BEGIN Selected text

COMMENTARY

'Take a Patient Home': It's Eye-Opening

Henry Anhalt, DO

Disclosures

July 25, 2018

Editorial Collaboration

Medscape &

As a pediatric endocrinologist, I had very little insight into what it is like to care for people living with diabetes. I trained in a place where that was not necessarily emphasized. We did not have much to offer, except for insulin. Fortunately, today there is a lot of advocacy and voices are being heard from the diabetes community. Self-advocacy is moving the needle on self-care.

I think what drove home for me how unavailable service is for people living with diabetes came from my experience working in the inner city. It was there that I recognized how challenging it is to take care of diabetes in childhood. The management burden falls upon the patient. Without appropriate services and access, often these patients do not do as well as they could.

Many patients would like to participate in clinical trials but they may not be aware of them, or they may live too far from a medical center where trials are being done. Fortunately, we are seeing a rise of decentralized and virtual trials—these may be the only point of contact that patients have with the healthcare system. As we continue to see decentralized trials grow, I think this will bring a whole new dimension to how patients interact, not only in clinical research but in their own healthcare.

END Selected text
BEGIN Available data

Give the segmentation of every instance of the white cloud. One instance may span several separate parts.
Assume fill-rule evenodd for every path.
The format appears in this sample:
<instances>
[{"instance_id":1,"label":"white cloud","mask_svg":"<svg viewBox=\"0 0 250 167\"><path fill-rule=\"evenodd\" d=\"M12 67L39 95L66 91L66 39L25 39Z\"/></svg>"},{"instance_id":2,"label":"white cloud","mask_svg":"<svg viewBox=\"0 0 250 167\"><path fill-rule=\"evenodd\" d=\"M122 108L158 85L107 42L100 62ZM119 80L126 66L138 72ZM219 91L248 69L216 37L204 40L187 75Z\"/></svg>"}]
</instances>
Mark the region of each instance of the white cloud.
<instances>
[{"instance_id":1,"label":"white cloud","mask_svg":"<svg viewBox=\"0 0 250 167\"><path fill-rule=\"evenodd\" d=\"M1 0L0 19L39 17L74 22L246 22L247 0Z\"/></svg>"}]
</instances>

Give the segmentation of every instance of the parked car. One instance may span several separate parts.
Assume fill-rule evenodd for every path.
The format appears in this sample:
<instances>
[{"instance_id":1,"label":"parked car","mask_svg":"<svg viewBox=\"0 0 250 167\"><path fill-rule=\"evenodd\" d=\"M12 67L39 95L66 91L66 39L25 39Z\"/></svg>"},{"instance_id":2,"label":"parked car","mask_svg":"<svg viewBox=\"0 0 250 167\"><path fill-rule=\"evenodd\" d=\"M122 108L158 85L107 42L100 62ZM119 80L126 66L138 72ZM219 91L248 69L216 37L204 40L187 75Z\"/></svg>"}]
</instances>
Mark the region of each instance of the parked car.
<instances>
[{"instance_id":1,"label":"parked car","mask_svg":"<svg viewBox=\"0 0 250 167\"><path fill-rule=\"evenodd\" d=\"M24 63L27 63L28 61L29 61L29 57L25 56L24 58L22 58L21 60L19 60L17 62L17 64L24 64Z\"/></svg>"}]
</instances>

END Available data
BEGIN Available data

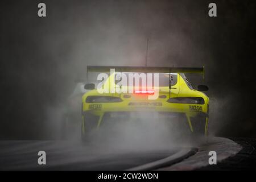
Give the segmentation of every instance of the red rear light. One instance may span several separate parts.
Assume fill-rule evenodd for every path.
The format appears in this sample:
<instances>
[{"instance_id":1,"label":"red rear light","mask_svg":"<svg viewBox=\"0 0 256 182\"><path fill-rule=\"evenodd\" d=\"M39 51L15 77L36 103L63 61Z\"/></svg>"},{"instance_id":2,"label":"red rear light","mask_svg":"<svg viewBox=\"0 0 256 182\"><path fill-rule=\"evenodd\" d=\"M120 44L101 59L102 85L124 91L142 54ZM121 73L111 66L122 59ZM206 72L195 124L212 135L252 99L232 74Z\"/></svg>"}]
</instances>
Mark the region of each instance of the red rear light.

END Available data

Using the information
(a) In the commentary, where was the author working when it became clear how unavailable services are for people living with diabetes?
(b) Print part of the commentary verbatim: begin at the words "July 25, 2018" and stop after "as they could.".
The rows were taken from a different source than the commentary.

Your written answers
(a) In the inner city.

(b)
July 25, 2018

Editorial Collaboration

Medscape &

As a pediatric endocrinologist, I had very little insight into what it is like to care for people living with diabetes. I trained in a place where that was not necessarily emphasized. We did not have much to offer, except for insulin. Fortunately, today there is a lot of advocacy and voices are being heard from the diabetes community. Self-advocacy is moving the needle on self-care.

I think what drove home for me how unavailable service is for people living with diabetes came from my experience working in the inner city. It was there that I recognized how challenging it is to take care of diabetes in childhood. The management burden falls upon the patient. Without appropriate services and access, often these patients do not do as well as they could.